- **Texto apresentado**:
Assim que o sentiram distanciar-se, encostaram, com muito cuidado, a escada às muralhas. Com a sua adaga segura entre os dentes, Mem Ramires começou a trepar, silencioso e ágil, sem deixar de prestar atenção ao som dos passos do mouro. Quando ia a meio da escada, sentiu a sentinela parar. Logo se imobilizou. Bem sabia que o outro ainda não tinha dado os seus trinta passos, devia ter sentido alguma coisa. Assim ficou o moçárabe paralisado, de coração aos saltos, à semelhança do companheiro que subia atrás dele, alguns degraus mais abaixo. Os dois nem se atreviam a respirar, durante aquilo que se lhes assomava como uma eternidade. Finalmente, o vigia encetou a sua caminhada, sem mudar de direcção, pois os passos continuaram a distanciar-se.

- **Dados fornecidos**:

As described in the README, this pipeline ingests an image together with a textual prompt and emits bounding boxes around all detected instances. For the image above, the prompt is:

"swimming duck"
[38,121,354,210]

- **Objetivos**:
1. Indique todos os substantivos que o texto usa para designar o homem que vigia as muralhas.
2. Transcreva o trecho do texto que começa nas palavras "Assim que o" e termina depois das palavras "continuaram a distanciar-se.".
A listagem não tem qualquer relação com o texto.

- **Respostas completas**:
1. mouro, sentinela, vigia

2.
Assim que o sentiram distanciar-se, encostaram, com muito cuidado, a escada às muralhas. Com a sua adaga segura entre os dentes, Mem Ramires começou a trepar, silencioso e ágil, sem deixar de prestar atenção ao som dos passos do mouro. Quando ia a meio da escada, sentiu a sentinela parar. Logo se imobilizou. Bem sabia que o outro ainda não tinha dado os seus trinta passos, devia ter sentido alguma coisa. Assim ficou o moçárabe paralisado, de coração aos saltos, à semelhança do companheiro que subia atrás dele, alguns degraus mais abaixo. Os dois nem se atreviam a respirar, durante aquilo que se lhes assomava como uma eternidade. Finalmente, o vigia encetou a sua caminhada, sem mudar de direcção, pois os passos continuaram a distanciar-se.